◆ **Job**
Please reproduce every line of the material below, character for character.
-- START OF Given information --
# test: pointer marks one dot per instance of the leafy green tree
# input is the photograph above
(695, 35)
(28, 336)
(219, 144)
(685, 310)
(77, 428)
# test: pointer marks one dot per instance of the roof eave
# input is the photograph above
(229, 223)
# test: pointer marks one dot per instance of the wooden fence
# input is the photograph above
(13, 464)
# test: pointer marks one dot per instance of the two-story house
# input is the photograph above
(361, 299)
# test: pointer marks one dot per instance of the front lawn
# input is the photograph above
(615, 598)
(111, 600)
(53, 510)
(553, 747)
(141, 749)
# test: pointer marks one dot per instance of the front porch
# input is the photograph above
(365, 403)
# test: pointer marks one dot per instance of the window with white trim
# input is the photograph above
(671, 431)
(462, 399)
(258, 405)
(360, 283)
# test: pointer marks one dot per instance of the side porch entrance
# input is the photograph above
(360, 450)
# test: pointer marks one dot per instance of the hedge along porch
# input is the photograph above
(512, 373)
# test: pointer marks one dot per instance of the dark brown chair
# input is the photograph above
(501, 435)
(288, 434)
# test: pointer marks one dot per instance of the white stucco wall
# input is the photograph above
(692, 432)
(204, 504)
-- END OF Given information --
◆ **Complete output**
# test: pointer marks one dot per instance of the leafy green tree
# input is the photograph above
(695, 35)
(28, 336)
(219, 144)
(685, 310)
(77, 428)
# test: pointer marks one dot per instance of the roof eave
# input is the photograph above
(229, 223)
# test: pointer marks one dot per instance of the wooden fence
# input is the photograph above
(13, 464)
# test: pointer marks one dot per instance of the two-story house
# input is the photograph above
(361, 299)
# test: pointer marks one dot per instance of the front lawn
# input is the photograph above
(615, 598)
(111, 600)
(53, 510)
(553, 747)
(141, 749)
# test: pointer marks one dot per instance of the front porch
# input is the photograph above
(365, 403)
# test: pointer marks one dot per instance of the window with white trim
# input is the photograph above
(671, 431)
(462, 399)
(258, 405)
(360, 283)
# test: pointer marks one dot per instance of the side porch entrance
# input is the photograph above
(360, 450)
# test: pointer marks one dot per instance of the hedge along porch
# input is the photograph above
(512, 373)
# test: pointer marks one dot per instance of the dark brown chair
# input is the photograph above
(501, 435)
(288, 434)
# test: pointer marks one dot per instance of the white stucco wall
# input is the photograph above
(692, 432)
(204, 504)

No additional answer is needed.